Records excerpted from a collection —
- - - -

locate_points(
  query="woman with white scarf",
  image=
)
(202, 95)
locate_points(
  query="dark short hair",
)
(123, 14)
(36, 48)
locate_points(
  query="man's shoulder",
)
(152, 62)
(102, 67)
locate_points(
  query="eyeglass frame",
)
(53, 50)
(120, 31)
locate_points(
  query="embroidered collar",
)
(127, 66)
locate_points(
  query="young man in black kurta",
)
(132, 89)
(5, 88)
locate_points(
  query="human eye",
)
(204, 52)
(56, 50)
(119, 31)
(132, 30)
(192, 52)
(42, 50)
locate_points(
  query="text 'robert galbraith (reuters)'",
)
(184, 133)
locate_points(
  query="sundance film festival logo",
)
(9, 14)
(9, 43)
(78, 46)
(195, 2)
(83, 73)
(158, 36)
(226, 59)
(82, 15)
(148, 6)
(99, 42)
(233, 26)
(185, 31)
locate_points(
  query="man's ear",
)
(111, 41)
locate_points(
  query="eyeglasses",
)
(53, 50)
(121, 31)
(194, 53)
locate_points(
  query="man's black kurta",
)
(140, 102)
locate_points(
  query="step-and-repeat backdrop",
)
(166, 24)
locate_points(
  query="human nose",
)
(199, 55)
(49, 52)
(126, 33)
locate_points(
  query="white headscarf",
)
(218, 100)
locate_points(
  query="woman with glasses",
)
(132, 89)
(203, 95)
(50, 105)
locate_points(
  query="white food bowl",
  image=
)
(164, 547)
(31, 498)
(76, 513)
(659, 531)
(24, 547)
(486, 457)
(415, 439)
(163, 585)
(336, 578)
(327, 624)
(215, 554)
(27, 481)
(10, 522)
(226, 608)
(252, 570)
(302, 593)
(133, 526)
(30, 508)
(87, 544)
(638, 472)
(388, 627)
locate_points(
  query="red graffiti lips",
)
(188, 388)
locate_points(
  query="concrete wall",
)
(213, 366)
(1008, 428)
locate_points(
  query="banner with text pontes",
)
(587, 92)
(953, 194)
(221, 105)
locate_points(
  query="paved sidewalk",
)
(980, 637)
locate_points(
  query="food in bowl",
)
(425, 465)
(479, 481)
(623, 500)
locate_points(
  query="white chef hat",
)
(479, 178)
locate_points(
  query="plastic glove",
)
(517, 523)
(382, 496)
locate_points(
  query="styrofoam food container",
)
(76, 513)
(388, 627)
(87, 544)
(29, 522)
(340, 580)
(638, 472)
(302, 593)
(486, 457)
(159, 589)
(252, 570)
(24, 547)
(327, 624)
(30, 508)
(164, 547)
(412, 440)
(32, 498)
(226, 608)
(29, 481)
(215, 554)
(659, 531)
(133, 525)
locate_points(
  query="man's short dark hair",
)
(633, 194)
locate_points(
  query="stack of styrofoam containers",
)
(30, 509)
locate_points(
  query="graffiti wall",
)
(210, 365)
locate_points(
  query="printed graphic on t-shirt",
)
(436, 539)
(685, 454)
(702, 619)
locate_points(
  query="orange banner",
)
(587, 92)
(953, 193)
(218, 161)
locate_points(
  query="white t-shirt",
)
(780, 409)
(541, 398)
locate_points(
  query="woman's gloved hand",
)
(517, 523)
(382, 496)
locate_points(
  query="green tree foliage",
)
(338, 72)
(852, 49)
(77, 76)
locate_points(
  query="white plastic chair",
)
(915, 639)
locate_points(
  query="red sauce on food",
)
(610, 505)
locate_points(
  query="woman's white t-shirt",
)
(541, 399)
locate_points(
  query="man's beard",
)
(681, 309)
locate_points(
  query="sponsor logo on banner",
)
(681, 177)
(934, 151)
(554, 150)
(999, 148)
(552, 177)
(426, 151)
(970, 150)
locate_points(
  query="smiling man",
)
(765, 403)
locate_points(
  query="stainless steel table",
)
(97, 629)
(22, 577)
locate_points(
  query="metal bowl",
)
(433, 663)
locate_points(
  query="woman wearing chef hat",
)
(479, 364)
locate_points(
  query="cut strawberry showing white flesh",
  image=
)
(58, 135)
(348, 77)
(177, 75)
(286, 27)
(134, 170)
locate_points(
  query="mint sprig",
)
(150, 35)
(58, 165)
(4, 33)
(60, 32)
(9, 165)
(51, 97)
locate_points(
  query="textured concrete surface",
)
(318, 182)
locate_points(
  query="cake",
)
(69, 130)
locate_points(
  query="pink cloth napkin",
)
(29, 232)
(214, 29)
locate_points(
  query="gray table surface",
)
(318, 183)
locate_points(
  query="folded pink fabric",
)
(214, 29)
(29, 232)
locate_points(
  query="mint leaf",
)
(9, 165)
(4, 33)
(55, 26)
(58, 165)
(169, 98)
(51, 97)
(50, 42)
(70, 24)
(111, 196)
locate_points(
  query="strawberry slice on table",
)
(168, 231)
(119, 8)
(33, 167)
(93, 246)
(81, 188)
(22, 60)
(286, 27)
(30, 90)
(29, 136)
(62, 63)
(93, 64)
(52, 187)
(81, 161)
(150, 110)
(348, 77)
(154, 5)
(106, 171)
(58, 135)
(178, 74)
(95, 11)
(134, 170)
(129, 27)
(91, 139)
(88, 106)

- - - -

GIVEN REQUEST — Set down all of the data above, word for word.

RESULT —
locate_points(
  query="woman with white scarf",
  image=
)
(202, 95)
locate_points(
  query="dark short hair",
)
(123, 14)
(36, 48)
locate_points(
  query="man's shoulder",
)
(152, 62)
(102, 67)
locate_points(
  query="eyeglass frame",
)
(53, 50)
(120, 31)
locate_points(
  query="embroidered collar",
)
(127, 66)
locate_points(
  query="young man in black kurta",
)
(132, 89)
(5, 88)
locate_points(
  query="human eye",
)
(204, 52)
(56, 50)
(119, 31)
(132, 30)
(192, 52)
(42, 50)
locate_points(
  query="text 'robert galbraith (reuters)'",
)
(184, 133)
locate_points(
  query="sundance film festival logo",
)
(9, 14)
(9, 43)
(78, 46)
(195, 2)
(83, 73)
(158, 36)
(226, 59)
(82, 15)
(148, 6)
(99, 42)
(233, 26)
(185, 31)
locate_points(
  query="man's ear",
)
(111, 41)
locate_points(
  query="eyeglasses",
)
(53, 50)
(121, 31)
(194, 53)
locate_points(
  query="man's black kurta",
)
(140, 102)
locate_points(
  query="step-and-repeat backdrop",
)
(166, 24)
locate_points(
  query="human nose",
)
(199, 55)
(49, 52)
(126, 33)
locate_points(
  query="white headscarf",
)
(218, 100)
locate_points(
  query="woman with glasses",
)
(132, 89)
(203, 95)
(50, 105)
locate_points(
  query="white food bowl",
  image=
)
(164, 547)
(31, 498)
(76, 513)
(659, 531)
(24, 547)
(486, 457)
(415, 439)
(163, 585)
(336, 578)
(327, 624)
(215, 554)
(27, 481)
(10, 522)
(226, 608)
(252, 570)
(302, 593)
(133, 526)
(30, 508)
(87, 544)
(638, 472)
(388, 627)
locate_points(
  query="red graffiti lips",
)
(188, 388)
locate_points(
  query="concrete wall",
)
(213, 366)
(1008, 428)
locate_points(
  query="banner with text pontes",
)
(587, 92)
(953, 194)
(221, 105)
locate_points(
  query="paved sidewalk",
)
(980, 637)
locate_points(
  query="food in bowl",
)
(425, 465)
(479, 481)
(623, 500)
locate_points(
  query="white chef hat",
)
(479, 178)
locate_points(
  query="plastic glove",
)
(517, 523)
(382, 496)
locate_points(
  query="styrofoam food container",
)
(76, 513)
(388, 627)
(87, 544)
(29, 522)
(340, 580)
(638, 472)
(302, 593)
(486, 457)
(159, 589)
(252, 570)
(24, 547)
(327, 624)
(30, 508)
(164, 547)
(412, 440)
(32, 498)
(226, 608)
(29, 481)
(215, 554)
(659, 531)
(133, 525)
locate_points(
  query="man's short dark hair",
)
(633, 194)
locate_points(
  query="stack of styrofoam containers",
)
(30, 509)
locate_points(
  query="graffiti wall",
)
(210, 365)
locate_points(
  query="printed graphic on t-shirt",
)
(436, 539)
(685, 454)
(702, 619)
locate_points(
  query="orange banner",
)
(587, 92)
(953, 193)
(218, 161)
locate_points(
  query="white t-shirt",
)
(780, 409)
(541, 398)
locate_points(
  query="woman's gloved hand",
)
(517, 523)
(382, 496)
locate_points(
  query="green tree foliage",
)
(338, 72)
(852, 49)
(77, 76)
locate_points(
  query="white plastic chair",
)
(915, 639)
locate_points(
  query="red sauce on food",
)
(610, 505)
locate_points(
  query="woman's white t-shirt",
)
(541, 399)
locate_points(
  query="man's beard",
)
(681, 309)
locate_points(
  query="sponsor logo on banner",
)
(681, 177)
(934, 151)
(554, 150)
(999, 148)
(552, 177)
(426, 151)
(970, 150)
locate_points(
  query="smiling man",
)
(765, 403)
locate_points(
  query="stainless steel table",
)
(97, 629)
(22, 577)
locate_points(
  query="metal bowl",
)
(433, 663)
locate_points(
  query="woman wearing chef hat",
)
(479, 364)
locate_points(
  query="cut strawberry showing white flesh",
  image=
)
(58, 135)
(348, 77)
(177, 75)
(286, 27)
(134, 170)
locate_points(
  query="mint sprig",
)
(150, 35)
(58, 165)
(4, 33)
(60, 32)
(9, 165)
(51, 97)
locate_points(
  query="textured concrete surface",
)
(318, 182)
locate_points(
  query="cake",
)
(69, 130)
locate_points(
  query="pink cloth napkin",
)
(29, 232)
(214, 29)
locate_points(
  query="gray table surface",
)
(318, 183)
locate_points(
  query="folded pink fabric",
)
(214, 29)
(29, 232)
locate_points(
  query="mint leaf",
)
(9, 165)
(4, 33)
(55, 26)
(58, 165)
(169, 98)
(51, 97)
(50, 42)
(70, 24)
(111, 196)
locate_points(
  query="strawberry slice on table",
)
(168, 231)
(119, 8)
(33, 167)
(93, 246)
(81, 188)
(22, 60)
(286, 27)
(30, 90)
(29, 136)
(62, 63)
(93, 64)
(52, 187)
(81, 161)
(150, 110)
(348, 77)
(154, 5)
(106, 171)
(58, 135)
(178, 74)
(95, 11)
(134, 170)
(129, 27)
(91, 139)
(88, 106)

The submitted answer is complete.